Take the lines from the one containing "What part of this scan shows the camouflage" through the end of the material and write them out again, swapping every "scan" for "image" and leaving everything else unchanged.

● **MATERIALS PROVIDED**
** BEGIN **
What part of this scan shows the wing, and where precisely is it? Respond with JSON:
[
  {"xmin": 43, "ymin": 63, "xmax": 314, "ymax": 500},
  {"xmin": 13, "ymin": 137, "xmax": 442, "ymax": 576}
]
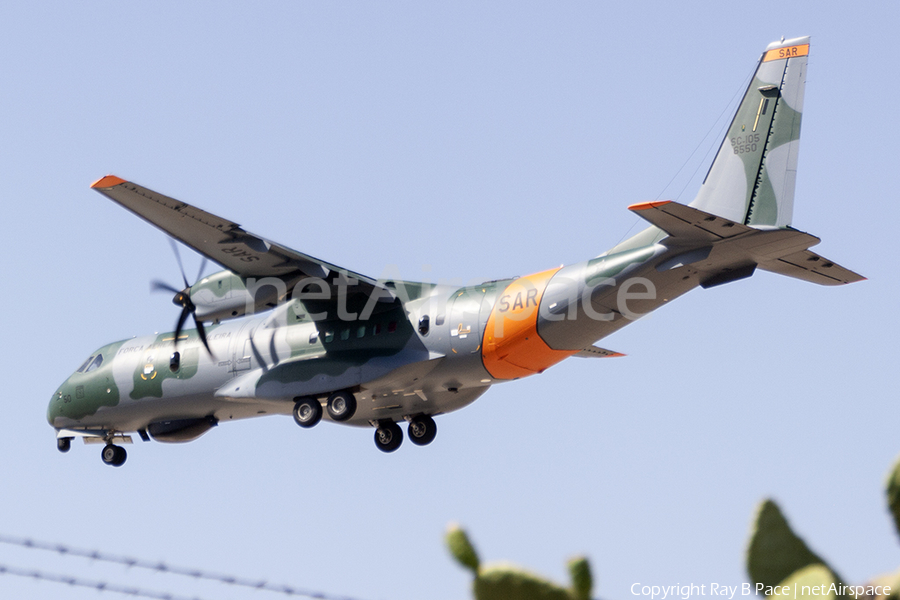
[{"xmin": 91, "ymin": 175, "xmax": 381, "ymax": 287}]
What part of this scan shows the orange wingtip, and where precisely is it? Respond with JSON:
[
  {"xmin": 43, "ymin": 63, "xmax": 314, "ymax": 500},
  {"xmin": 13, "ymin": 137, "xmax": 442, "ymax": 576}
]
[
  {"xmin": 91, "ymin": 175, "xmax": 125, "ymax": 188},
  {"xmin": 628, "ymin": 200, "xmax": 672, "ymax": 210}
]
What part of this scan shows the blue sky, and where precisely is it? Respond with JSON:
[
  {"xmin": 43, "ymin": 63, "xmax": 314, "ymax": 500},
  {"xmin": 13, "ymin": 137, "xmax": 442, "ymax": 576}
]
[{"xmin": 0, "ymin": 1, "xmax": 900, "ymax": 600}]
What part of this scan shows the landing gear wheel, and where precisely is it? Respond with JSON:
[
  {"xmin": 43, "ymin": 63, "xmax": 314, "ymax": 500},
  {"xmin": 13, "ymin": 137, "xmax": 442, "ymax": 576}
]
[
  {"xmin": 375, "ymin": 421, "xmax": 403, "ymax": 452},
  {"xmin": 294, "ymin": 398, "xmax": 322, "ymax": 429},
  {"xmin": 406, "ymin": 415, "xmax": 437, "ymax": 446},
  {"xmin": 100, "ymin": 444, "xmax": 128, "ymax": 467},
  {"xmin": 326, "ymin": 391, "xmax": 356, "ymax": 422}
]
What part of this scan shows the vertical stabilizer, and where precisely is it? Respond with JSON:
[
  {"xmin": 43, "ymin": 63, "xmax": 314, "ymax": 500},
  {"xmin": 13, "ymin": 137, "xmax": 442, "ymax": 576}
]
[{"xmin": 691, "ymin": 37, "xmax": 809, "ymax": 227}]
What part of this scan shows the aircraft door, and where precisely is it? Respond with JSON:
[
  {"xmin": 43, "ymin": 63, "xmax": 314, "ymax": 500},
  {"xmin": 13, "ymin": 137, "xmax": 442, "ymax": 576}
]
[
  {"xmin": 449, "ymin": 286, "xmax": 485, "ymax": 354},
  {"xmin": 231, "ymin": 323, "xmax": 253, "ymax": 375}
]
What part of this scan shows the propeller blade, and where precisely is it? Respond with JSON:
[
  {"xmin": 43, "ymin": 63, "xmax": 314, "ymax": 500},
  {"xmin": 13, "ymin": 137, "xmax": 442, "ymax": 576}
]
[
  {"xmin": 191, "ymin": 313, "xmax": 216, "ymax": 358},
  {"xmin": 169, "ymin": 238, "xmax": 191, "ymax": 288},
  {"xmin": 194, "ymin": 256, "xmax": 209, "ymax": 281},
  {"xmin": 174, "ymin": 306, "xmax": 191, "ymax": 348},
  {"xmin": 150, "ymin": 279, "xmax": 181, "ymax": 294}
]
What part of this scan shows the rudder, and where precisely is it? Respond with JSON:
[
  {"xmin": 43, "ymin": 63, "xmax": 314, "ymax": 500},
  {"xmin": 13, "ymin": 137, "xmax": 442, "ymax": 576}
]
[{"xmin": 691, "ymin": 36, "xmax": 809, "ymax": 227}]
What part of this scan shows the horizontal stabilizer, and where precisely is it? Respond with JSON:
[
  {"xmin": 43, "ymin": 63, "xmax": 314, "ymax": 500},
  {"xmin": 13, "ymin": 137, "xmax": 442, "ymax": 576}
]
[
  {"xmin": 759, "ymin": 250, "xmax": 865, "ymax": 285},
  {"xmin": 628, "ymin": 200, "xmax": 754, "ymax": 242},
  {"xmin": 573, "ymin": 346, "xmax": 625, "ymax": 358}
]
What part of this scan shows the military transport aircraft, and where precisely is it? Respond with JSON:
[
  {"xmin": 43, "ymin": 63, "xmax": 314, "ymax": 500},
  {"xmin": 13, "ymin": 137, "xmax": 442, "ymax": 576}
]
[{"xmin": 47, "ymin": 37, "xmax": 863, "ymax": 466}]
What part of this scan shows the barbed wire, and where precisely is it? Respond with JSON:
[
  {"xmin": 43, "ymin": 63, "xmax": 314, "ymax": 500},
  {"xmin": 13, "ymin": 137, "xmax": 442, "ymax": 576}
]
[
  {"xmin": 0, "ymin": 534, "xmax": 370, "ymax": 600},
  {"xmin": 0, "ymin": 564, "xmax": 211, "ymax": 600}
]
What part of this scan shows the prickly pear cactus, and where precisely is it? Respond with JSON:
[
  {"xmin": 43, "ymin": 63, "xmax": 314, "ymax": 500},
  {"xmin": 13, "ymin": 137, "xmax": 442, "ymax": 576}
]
[
  {"xmin": 747, "ymin": 461, "xmax": 900, "ymax": 600},
  {"xmin": 747, "ymin": 500, "xmax": 838, "ymax": 587},
  {"xmin": 445, "ymin": 525, "xmax": 593, "ymax": 600}
]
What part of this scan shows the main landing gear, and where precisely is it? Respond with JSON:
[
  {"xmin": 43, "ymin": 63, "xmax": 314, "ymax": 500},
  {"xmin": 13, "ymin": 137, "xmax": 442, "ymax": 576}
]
[
  {"xmin": 294, "ymin": 390, "xmax": 356, "ymax": 429},
  {"xmin": 100, "ymin": 444, "xmax": 128, "ymax": 467},
  {"xmin": 375, "ymin": 415, "xmax": 437, "ymax": 452},
  {"xmin": 406, "ymin": 415, "xmax": 437, "ymax": 446}
]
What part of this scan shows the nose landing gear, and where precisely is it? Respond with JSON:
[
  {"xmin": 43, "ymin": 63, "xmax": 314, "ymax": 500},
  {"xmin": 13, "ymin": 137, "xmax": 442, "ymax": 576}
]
[
  {"xmin": 294, "ymin": 398, "xmax": 322, "ymax": 429},
  {"xmin": 375, "ymin": 421, "xmax": 403, "ymax": 452},
  {"xmin": 100, "ymin": 444, "xmax": 128, "ymax": 467}
]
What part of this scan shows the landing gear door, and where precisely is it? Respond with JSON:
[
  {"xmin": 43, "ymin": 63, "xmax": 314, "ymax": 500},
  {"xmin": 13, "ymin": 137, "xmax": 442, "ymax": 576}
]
[{"xmin": 449, "ymin": 286, "xmax": 485, "ymax": 354}]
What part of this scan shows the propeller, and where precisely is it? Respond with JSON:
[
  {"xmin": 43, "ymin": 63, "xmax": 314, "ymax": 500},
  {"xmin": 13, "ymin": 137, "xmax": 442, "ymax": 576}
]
[{"xmin": 150, "ymin": 238, "xmax": 214, "ymax": 356}]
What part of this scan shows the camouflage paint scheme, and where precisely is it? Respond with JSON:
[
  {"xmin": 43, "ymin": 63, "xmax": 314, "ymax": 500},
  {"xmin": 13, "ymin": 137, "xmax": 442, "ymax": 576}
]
[{"xmin": 47, "ymin": 38, "xmax": 862, "ymax": 460}]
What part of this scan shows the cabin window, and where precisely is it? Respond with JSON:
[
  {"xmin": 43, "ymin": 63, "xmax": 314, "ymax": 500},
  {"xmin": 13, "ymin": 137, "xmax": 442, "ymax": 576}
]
[
  {"xmin": 84, "ymin": 354, "xmax": 103, "ymax": 373},
  {"xmin": 75, "ymin": 355, "xmax": 94, "ymax": 373}
]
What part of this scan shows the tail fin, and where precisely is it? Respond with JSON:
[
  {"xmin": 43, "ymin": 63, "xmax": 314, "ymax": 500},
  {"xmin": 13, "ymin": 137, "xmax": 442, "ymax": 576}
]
[{"xmin": 691, "ymin": 37, "xmax": 809, "ymax": 227}]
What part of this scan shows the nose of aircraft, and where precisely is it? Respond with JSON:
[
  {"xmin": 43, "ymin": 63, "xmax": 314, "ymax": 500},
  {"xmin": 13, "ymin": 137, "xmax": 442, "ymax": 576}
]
[
  {"xmin": 47, "ymin": 352, "xmax": 119, "ymax": 428},
  {"xmin": 47, "ymin": 377, "xmax": 72, "ymax": 427}
]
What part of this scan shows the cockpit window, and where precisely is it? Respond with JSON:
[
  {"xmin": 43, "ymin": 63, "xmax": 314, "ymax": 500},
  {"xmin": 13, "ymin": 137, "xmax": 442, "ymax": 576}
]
[{"xmin": 84, "ymin": 354, "xmax": 103, "ymax": 373}]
** END **
● **SOLUTION**
What part of this image shows the camouflage paint scheme, and where precisely is it? Respond with JSON:
[
  {"xmin": 43, "ymin": 63, "xmax": 314, "ymax": 500},
  {"xmin": 13, "ymin": 137, "xmax": 442, "ymax": 576}
]
[{"xmin": 47, "ymin": 38, "xmax": 862, "ymax": 460}]
What part of this image shows the cabin window, and where precisely is it? Respond with JSON:
[
  {"xmin": 43, "ymin": 63, "xmax": 314, "ymax": 500},
  {"xmin": 13, "ymin": 137, "xmax": 442, "ymax": 576}
]
[
  {"xmin": 84, "ymin": 354, "xmax": 103, "ymax": 373},
  {"xmin": 75, "ymin": 355, "xmax": 94, "ymax": 373}
]
What part of this image shows the tail fin, and where precisely is it? Respond with JSON:
[
  {"xmin": 43, "ymin": 63, "xmax": 314, "ymax": 500},
  {"xmin": 13, "ymin": 137, "xmax": 442, "ymax": 576}
]
[{"xmin": 691, "ymin": 37, "xmax": 809, "ymax": 227}]
What part of this image shows the nose of aircraft, and where precisely is it? Respond with JSON:
[
  {"xmin": 43, "ymin": 63, "xmax": 314, "ymax": 500},
  {"xmin": 13, "ymin": 137, "xmax": 442, "ymax": 576}
]
[
  {"xmin": 47, "ymin": 352, "xmax": 119, "ymax": 428},
  {"xmin": 47, "ymin": 377, "xmax": 72, "ymax": 427}
]
What part of this image shows the cockpit window, and where precisely is it? Respond with JSON:
[
  {"xmin": 43, "ymin": 63, "xmax": 314, "ymax": 500},
  {"xmin": 13, "ymin": 137, "xmax": 442, "ymax": 576}
]
[{"xmin": 84, "ymin": 354, "xmax": 103, "ymax": 373}]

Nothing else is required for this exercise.